**Data listing**
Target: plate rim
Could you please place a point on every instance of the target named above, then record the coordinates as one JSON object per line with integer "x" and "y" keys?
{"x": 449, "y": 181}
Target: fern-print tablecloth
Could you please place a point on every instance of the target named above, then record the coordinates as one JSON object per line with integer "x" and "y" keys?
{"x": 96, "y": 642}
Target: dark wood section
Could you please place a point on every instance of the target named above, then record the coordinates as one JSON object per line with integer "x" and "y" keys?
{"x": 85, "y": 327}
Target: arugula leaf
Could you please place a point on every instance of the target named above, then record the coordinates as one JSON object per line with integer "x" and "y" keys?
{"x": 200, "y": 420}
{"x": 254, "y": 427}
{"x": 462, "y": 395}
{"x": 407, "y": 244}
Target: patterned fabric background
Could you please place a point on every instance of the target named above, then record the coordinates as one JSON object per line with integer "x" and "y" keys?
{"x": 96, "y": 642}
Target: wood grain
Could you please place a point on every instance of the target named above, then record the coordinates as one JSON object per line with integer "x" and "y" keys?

**Exercise brief**
Could you render the material as a Markdown table, from the line with "Target: wood grain" through the end of the material, using a "Row" column for the row number and a "Line" column for the line itself, and leaving out any blank lines?

**Full output**
| Row | Line |
|---|---|
| 1 | Target: wood grain |
| 2 | Could you please place a point on every instance of the target named above, then record the coordinates as one JSON object per line with integer "x" and "y" keys? |